## Work instructions
Without the pictures, write out all the lines below exactly as they appear.

[Natural-language object grounding data]
=-=-=-=-=

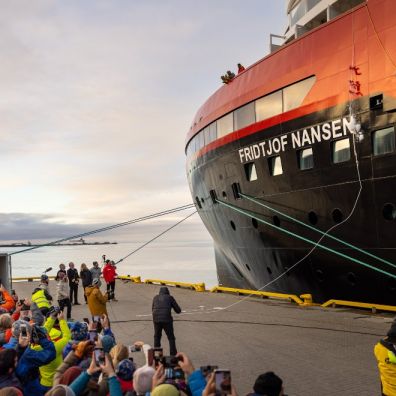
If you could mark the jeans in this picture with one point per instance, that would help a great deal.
(168, 328)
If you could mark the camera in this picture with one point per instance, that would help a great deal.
(174, 374)
(99, 356)
(134, 348)
(169, 361)
(206, 370)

=-=-=-=-=

## Expected answer
If you could mark the jeans in this picture with one point per instance, that would help a great deal.
(168, 328)
If you could mark the camera in this picture with one point per instance, that would help a great deal.
(174, 374)
(99, 356)
(134, 348)
(169, 361)
(206, 370)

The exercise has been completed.